(Collected data entries)
------------------------------
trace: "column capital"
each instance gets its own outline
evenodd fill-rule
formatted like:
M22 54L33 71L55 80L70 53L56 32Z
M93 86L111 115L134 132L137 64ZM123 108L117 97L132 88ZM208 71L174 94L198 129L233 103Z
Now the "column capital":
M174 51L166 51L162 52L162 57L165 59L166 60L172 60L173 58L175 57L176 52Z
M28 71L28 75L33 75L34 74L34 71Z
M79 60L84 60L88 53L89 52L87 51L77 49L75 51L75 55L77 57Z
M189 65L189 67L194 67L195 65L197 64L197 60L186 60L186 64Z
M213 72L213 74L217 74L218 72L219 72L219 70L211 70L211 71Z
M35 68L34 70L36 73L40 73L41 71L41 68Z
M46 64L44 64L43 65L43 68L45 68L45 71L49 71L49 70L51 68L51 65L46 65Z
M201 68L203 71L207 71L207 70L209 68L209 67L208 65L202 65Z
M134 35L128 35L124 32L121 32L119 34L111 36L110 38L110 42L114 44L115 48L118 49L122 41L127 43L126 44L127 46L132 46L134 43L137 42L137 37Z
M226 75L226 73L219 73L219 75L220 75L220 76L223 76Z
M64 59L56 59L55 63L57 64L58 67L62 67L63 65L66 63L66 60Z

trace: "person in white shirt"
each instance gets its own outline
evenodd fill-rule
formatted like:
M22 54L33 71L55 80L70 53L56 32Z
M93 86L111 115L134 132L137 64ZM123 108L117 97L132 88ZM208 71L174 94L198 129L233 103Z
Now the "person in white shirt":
------------------------------
Your instructions: Reproduce the lines from the start of the items through the line containing "M64 59L56 59L55", with both ends included.

Completed task:
trace: "column capital"
each instance gets its own outline
evenodd fill-rule
formatted like:
M22 54L33 71L55 80L70 53L56 32Z
M93 86L111 115L134 132L137 64ZM123 108L117 97L132 88ZM208 71L174 94L198 129L233 103Z
Now the "column capital":
M174 51L166 51L162 52L162 57L165 59L166 60L172 60L173 58L175 57L176 52Z
M28 71L28 75L33 75L34 74L34 71Z
M79 60L84 60L88 53L89 52L87 51L77 49L75 51L75 55L77 57Z
M189 65L189 67L194 67L195 65L197 64L197 60L186 60L186 64Z
M213 72L213 74L217 74L218 72L219 72L219 70L211 70L211 71Z
M35 68L34 70L36 73L40 73L41 71L41 68Z
M46 64L44 64L43 65L43 68L45 68L45 71L49 71L49 70L51 68L51 65L46 65Z
M201 68L203 71L207 71L207 70L209 68L209 67L208 65L202 65Z
M134 35L128 35L124 32L121 32L119 34L111 36L110 38L110 42L114 44L115 48L118 49L122 41L127 43L126 44L127 46L132 46L134 43L137 42L137 37Z
M226 75L226 73L219 73L219 75L220 75L220 76L223 76Z
M64 59L56 59L55 63L57 64L58 67L62 67L63 65L66 63L66 60Z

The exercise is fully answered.